DOCUMENT »
▼

I'm having troubles with creating simple multimodule program in DOS.
What I want is to create procedure which increments ax with 5 and call it from main procedure. But every time I start debugging I get strange problem with infinite one-instruction cycle:
add [bx:si], al
Down here is my first file:
;(tmp1.bat)
.model small
.386
extrn mytmp
.code
org 100h
start:
mov ax, 5
push ax
call mytmp
pop ax
mov dl, al
mov ah, 06h
int 21h
ret
end start
end
And the second file:
;(tmp2.bat)
.model small
.386
public mytmp
.code
mytmp:
pop ax
add ax, 5
push ax
ret
END
What am I doing wrong? PS compiling from DOS:
tasm tmp1.bat
tasm tmp2.bat
tlink /t tmp1.obj tmp2.obj
This code:
pop ax
add ax, 5
push ax
ret
Is completely nonsensical and causes a crash. You are popping the return address from the stack, adding 5 to it, putting it back in the stack, and returning. So, the function returns to the original intended return address plus five, which is an arbitrary location five bytes after the location where the call was supposed to return.

▲

Point-placement records:
▼

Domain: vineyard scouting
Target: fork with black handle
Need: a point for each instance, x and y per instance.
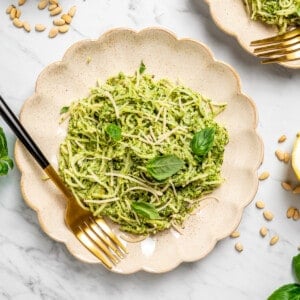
(92, 232)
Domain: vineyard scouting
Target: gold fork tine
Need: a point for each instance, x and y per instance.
(110, 233)
(277, 46)
(85, 240)
(102, 246)
(109, 243)
(283, 58)
(275, 53)
(282, 37)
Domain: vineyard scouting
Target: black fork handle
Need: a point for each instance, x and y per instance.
(15, 125)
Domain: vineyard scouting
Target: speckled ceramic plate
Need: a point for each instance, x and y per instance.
(168, 57)
(231, 17)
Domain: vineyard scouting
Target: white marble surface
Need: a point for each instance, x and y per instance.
(32, 266)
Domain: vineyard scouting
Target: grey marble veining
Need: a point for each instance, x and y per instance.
(33, 266)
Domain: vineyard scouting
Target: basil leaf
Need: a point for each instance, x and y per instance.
(296, 266)
(114, 131)
(203, 141)
(162, 167)
(6, 162)
(286, 292)
(146, 210)
(142, 68)
(64, 109)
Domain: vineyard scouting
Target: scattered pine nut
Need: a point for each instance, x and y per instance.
(21, 2)
(260, 204)
(53, 32)
(287, 157)
(27, 26)
(235, 234)
(296, 215)
(56, 11)
(72, 11)
(282, 139)
(40, 27)
(264, 175)
(88, 60)
(296, 190)
(59, 22)
(9, 8)
(42, 4)
(18, 13)
(17, 23)
(67, 18)
(279, 154)
(13, 13)
(263, 231)
(268, 215)
(286, 186)
(63, 28)
(239, 247)
(52, 6)
(274, 240)
(290, 212)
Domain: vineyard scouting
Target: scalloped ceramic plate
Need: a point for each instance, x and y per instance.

▲

INSTRUCTIONS »
A - Which lines of the records contain the word "Target"? Pull out each one.
B - Could you carry on the DOS assembly discussion from its last sentence?

RESULTS FOR THE EXERCISE »
A -
Target: fork with black handle
Target: gold fork tine
Target: black fork handle
Target: speckled ceramic plate
Target: white marble surface
Target: grey marble veining
Target: basil leaf
Target: scattered pine nut
Target: scalloped ceramic plate

B -
Apparently, that's in the middle of some instruction, so the disassembler gets confused, and it is showing you that you are about to execute add [bx:si], al
which is a nonsensical, non-existent instruction.
So, whatever it is that you thought you were trying to achieve with those 3 instructions in your mytmp:
function, it is wrong, and you should not be doing it.
TASM assembles call mytmp
as an indirect call according to a value in mytmp
. It doesn't know that mytmp
is a procedure.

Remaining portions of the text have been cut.